(Stored data entries)

## START

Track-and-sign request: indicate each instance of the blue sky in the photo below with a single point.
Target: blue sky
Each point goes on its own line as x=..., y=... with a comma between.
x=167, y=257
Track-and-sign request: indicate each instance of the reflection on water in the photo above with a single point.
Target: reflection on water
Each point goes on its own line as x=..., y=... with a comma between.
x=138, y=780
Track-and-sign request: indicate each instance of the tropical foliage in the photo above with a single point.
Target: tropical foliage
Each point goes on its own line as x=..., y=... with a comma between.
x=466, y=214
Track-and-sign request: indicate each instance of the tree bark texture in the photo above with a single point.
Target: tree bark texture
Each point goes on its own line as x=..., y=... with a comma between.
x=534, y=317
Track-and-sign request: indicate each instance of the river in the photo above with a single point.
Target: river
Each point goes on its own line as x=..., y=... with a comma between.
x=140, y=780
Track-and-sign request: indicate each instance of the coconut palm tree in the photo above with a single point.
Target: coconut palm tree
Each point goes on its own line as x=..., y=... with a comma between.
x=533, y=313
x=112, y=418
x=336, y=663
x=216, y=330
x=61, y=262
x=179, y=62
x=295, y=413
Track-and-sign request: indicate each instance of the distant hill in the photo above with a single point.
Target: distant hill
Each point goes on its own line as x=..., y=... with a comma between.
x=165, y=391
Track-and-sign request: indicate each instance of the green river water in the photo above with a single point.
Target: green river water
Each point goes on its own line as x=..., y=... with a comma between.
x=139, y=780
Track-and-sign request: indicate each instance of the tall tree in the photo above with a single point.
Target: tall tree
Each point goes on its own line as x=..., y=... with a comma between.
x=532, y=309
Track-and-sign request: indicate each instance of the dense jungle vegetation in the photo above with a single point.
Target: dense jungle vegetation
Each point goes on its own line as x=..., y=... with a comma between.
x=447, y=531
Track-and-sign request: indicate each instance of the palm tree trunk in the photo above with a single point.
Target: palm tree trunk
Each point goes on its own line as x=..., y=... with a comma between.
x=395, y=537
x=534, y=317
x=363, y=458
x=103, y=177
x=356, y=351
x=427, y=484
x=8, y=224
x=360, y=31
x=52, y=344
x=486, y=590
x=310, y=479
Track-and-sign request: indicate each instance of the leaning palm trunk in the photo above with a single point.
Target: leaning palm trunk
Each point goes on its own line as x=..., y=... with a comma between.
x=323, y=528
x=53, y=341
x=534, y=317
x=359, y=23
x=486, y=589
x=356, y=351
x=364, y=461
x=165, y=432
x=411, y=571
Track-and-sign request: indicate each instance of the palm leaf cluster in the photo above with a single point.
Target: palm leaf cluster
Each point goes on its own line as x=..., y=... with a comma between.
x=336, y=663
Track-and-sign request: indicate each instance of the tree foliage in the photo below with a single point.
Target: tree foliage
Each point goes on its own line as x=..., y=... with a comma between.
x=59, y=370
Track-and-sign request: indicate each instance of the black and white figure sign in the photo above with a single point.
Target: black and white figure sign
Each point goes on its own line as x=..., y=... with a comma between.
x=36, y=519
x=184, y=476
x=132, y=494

## END

> **Exercise requirements**
Rewrite the listing starting at the line containing "Track-and-sign request: indicate each instance of the dense" and ending at the line containing "x=411, y=571", swapping "trunk" for "stem" and leaving everything else unchanged.

> **Task result**
Track-and-sign request: indicate each instance of the dense jungle vegetation in the photo above with a single point.
Target: dense jungle vegetation
Each point goes on its own line as x=..., y=... with a comma between.
x=447, y=531
Track-and-sign request: indicate each instance of the palm tree stem in the photo above with a single point.
Target: palm tree stem
Each point goes on its own line as x=..., y=... with a comma between.
x=395, y=537
x=534, y=317
x=363, y=458
x=103, y=177
x=356, y=351
x=427, y=484
x=8, y=224
x=360, y=31
x=52, y=344
x=486, y=590
x=310, y=479
Track-and-sign request: indicate each instance of the leaning palm stem in the photo above with a single point.
Target: leaning palm stem
Each point goes on its own line as x=..., y=... with a comma between.
x=323, y=528
x=53, y=341
x=534, y=317
x=359, y=23
x=486, y=589
x=356, y=351
x=364, y=461
x=165, y=432
x=411, y=571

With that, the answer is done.